» **About this task**
Your task is to copy each line of the records that includes the string "given".
_ _ _ _ _ _ _
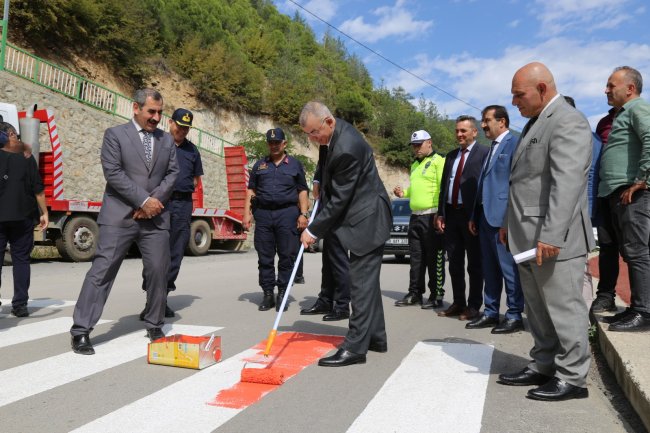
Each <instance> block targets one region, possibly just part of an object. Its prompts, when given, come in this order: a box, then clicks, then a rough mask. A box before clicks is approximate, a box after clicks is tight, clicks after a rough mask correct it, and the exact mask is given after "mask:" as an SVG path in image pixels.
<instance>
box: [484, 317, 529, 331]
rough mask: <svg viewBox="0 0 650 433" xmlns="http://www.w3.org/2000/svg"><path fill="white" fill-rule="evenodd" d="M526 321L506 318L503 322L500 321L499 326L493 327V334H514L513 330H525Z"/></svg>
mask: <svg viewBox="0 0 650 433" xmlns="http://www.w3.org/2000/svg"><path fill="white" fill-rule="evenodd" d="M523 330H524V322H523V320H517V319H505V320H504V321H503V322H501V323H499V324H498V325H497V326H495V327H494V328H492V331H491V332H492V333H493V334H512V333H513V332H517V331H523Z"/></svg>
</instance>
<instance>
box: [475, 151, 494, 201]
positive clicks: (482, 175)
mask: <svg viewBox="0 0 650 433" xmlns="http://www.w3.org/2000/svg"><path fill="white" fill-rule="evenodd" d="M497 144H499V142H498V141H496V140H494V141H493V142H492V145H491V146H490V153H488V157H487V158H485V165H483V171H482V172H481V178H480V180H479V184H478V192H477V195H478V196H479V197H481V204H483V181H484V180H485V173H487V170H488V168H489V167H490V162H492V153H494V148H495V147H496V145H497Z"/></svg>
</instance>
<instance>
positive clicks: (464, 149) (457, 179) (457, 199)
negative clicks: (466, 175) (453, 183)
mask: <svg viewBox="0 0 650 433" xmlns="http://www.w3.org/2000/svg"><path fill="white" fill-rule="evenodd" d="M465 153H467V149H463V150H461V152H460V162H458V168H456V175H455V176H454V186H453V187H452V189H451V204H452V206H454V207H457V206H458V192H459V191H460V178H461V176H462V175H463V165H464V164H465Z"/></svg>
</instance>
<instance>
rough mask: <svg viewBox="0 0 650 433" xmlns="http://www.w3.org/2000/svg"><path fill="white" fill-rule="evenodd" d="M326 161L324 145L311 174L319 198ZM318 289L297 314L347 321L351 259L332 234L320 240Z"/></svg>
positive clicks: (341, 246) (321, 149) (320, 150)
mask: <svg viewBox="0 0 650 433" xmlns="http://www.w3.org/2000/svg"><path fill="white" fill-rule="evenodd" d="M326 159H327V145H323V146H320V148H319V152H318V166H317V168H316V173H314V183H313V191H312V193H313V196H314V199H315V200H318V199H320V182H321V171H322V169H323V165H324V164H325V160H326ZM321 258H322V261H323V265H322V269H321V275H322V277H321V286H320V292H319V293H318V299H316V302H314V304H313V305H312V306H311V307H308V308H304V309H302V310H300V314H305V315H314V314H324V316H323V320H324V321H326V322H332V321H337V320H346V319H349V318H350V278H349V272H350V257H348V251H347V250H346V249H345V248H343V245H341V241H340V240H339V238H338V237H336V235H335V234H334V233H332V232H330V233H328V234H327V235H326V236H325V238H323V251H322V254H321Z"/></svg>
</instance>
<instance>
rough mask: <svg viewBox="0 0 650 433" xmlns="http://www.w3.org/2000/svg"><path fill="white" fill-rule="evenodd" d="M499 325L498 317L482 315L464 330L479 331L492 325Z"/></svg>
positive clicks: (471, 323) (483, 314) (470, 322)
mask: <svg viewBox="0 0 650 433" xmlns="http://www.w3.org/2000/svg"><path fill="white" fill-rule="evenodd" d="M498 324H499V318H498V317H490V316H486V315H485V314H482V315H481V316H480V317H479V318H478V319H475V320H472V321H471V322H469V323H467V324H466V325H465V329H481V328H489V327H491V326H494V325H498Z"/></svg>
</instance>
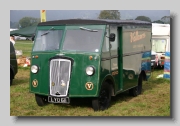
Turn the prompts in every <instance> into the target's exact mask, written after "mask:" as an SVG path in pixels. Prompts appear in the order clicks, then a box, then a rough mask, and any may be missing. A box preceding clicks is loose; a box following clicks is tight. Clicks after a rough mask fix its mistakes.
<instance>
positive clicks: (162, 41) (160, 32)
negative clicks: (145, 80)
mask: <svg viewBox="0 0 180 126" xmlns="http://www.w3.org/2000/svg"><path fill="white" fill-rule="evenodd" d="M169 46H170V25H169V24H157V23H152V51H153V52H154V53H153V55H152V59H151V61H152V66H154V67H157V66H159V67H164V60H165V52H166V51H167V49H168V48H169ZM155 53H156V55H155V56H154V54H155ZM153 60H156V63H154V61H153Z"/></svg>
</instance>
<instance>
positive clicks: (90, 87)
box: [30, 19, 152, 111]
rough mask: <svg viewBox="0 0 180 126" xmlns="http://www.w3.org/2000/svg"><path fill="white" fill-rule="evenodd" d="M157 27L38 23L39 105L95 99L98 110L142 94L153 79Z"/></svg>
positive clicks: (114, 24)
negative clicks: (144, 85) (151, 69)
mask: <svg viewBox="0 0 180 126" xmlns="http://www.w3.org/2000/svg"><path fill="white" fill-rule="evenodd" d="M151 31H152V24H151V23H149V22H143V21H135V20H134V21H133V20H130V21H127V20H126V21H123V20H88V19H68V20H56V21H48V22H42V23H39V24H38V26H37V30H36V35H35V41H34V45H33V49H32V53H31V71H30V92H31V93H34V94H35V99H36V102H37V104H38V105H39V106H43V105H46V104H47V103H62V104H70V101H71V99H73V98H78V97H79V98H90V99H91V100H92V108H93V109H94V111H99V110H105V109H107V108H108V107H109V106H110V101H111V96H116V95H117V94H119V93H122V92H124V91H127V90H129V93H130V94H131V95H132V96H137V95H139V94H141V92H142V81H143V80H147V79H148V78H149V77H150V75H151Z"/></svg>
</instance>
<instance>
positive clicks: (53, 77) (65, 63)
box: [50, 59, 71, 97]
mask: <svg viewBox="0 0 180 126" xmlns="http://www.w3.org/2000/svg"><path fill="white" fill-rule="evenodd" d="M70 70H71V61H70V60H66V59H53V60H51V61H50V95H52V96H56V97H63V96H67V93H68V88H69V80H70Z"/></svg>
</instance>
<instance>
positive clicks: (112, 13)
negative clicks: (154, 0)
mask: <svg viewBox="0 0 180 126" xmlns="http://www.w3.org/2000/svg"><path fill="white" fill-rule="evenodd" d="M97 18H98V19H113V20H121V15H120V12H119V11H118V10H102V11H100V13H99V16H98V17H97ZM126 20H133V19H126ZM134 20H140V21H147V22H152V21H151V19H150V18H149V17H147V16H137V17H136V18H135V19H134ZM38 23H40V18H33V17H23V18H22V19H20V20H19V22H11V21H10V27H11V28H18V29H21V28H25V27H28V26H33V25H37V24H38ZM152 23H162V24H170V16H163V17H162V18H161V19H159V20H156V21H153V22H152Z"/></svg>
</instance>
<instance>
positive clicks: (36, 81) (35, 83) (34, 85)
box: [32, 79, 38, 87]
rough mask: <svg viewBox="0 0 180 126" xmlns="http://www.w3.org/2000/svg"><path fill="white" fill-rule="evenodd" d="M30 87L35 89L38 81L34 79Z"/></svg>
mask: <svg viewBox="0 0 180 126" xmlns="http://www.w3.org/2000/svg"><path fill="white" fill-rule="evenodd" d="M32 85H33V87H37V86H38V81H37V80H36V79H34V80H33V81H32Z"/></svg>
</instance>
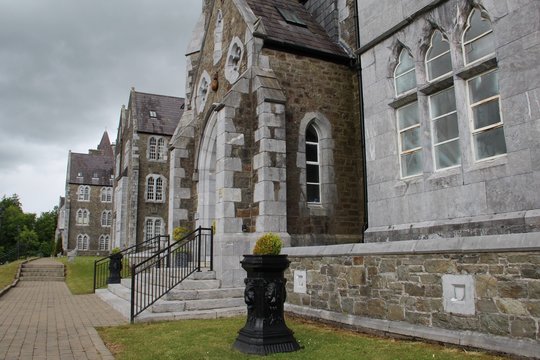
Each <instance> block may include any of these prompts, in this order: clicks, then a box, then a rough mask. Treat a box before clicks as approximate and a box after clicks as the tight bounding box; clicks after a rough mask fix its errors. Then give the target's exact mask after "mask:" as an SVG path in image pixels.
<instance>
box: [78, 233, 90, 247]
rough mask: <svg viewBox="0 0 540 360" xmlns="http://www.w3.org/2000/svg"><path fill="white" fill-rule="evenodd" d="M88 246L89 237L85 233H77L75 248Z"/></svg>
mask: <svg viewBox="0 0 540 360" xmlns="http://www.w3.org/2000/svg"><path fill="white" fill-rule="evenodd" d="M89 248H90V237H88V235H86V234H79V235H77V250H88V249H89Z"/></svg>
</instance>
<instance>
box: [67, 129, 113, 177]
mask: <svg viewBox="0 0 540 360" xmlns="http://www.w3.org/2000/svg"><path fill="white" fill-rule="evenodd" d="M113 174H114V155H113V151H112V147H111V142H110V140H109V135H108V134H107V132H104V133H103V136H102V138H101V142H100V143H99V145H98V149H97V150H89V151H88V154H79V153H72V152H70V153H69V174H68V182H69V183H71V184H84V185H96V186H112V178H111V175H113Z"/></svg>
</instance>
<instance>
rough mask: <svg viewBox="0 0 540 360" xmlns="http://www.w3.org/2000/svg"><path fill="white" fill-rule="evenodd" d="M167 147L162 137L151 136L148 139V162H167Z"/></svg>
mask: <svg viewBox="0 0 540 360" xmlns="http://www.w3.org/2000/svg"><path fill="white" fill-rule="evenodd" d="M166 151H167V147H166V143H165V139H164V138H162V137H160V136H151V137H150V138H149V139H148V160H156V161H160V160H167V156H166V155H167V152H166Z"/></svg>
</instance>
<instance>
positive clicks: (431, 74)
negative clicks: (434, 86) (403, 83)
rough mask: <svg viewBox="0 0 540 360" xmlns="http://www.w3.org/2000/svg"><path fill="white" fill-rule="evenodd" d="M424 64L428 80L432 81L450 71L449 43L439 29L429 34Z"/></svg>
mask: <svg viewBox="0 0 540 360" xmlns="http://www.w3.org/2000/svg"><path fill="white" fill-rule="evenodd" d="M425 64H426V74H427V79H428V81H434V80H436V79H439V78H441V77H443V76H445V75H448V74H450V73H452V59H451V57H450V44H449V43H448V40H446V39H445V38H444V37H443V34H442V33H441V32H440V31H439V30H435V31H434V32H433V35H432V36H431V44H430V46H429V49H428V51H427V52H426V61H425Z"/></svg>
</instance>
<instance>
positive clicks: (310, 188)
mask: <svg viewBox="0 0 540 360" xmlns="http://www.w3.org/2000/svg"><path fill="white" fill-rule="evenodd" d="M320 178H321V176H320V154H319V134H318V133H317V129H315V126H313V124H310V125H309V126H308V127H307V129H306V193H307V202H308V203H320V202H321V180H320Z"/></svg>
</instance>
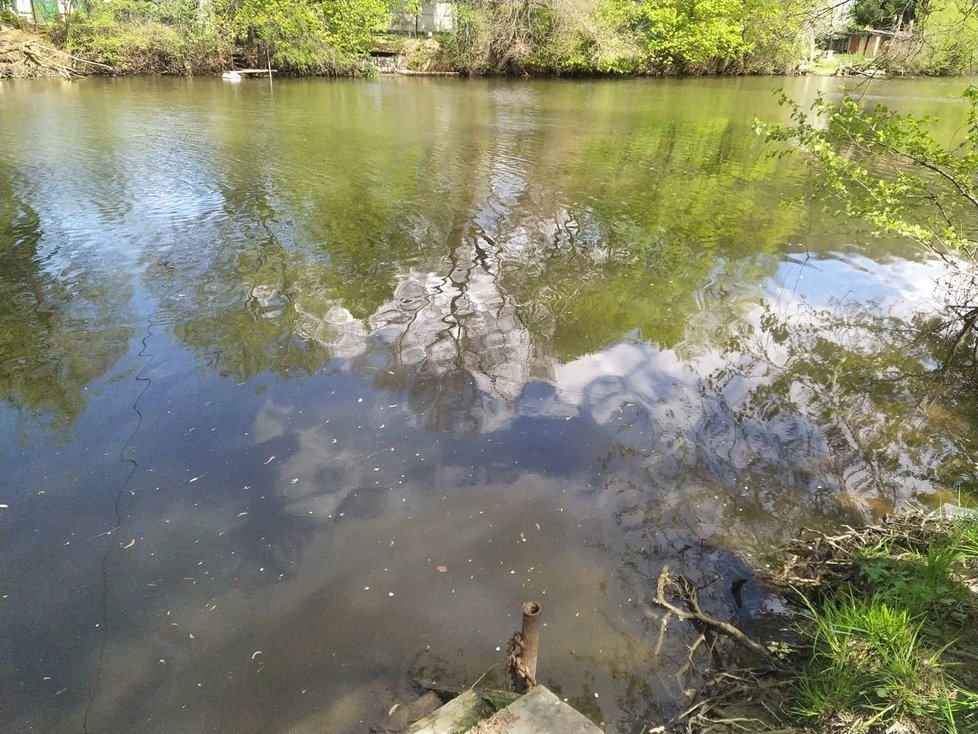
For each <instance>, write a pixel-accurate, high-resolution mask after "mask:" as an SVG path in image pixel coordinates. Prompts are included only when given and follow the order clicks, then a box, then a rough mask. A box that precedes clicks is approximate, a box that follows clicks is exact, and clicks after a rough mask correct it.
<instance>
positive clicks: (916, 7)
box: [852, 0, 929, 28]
_ _ _ _ _ _ _
» **Response**
Each <instance> block targets one region, possibly just part of an object. Its prompts, when given, come in this order: a box, then clicks, then a rough mask. A box before clicks is approximate, a box after clicks is tight, clicks after a rough mask correct it, and the exact mask is given after "mask:" as an SVG path in image pixels.
For each <instance>, write a pixel-accurate, high-resolution mask after "mask:" as an SVG path in image pixel coordinates. Prompts are included only when given and follow the order clicks, then a box, then a rough mask. A box that precedes clicks is approximate, a box that follows clicks is exact, and clicks after a rough mask correct it.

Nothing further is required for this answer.